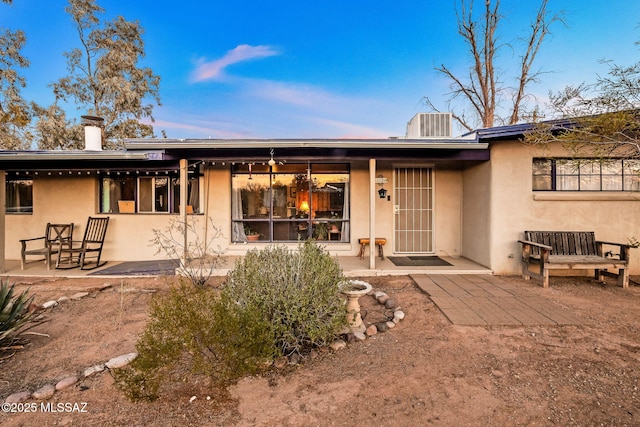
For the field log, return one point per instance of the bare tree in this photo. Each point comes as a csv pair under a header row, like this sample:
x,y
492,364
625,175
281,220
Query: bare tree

- _PROBLEM TO WORK ON_:
Retype the whole listing, keeping every line identical and omitting all pictures.

- _CORRECT OUTPUT_:
For the field log, return one point per instance of the bare tree in this photo. Each point comes as a csv pair under a header row, like this sample:
x,y
492,364
625,175
281,220
Query: bare tree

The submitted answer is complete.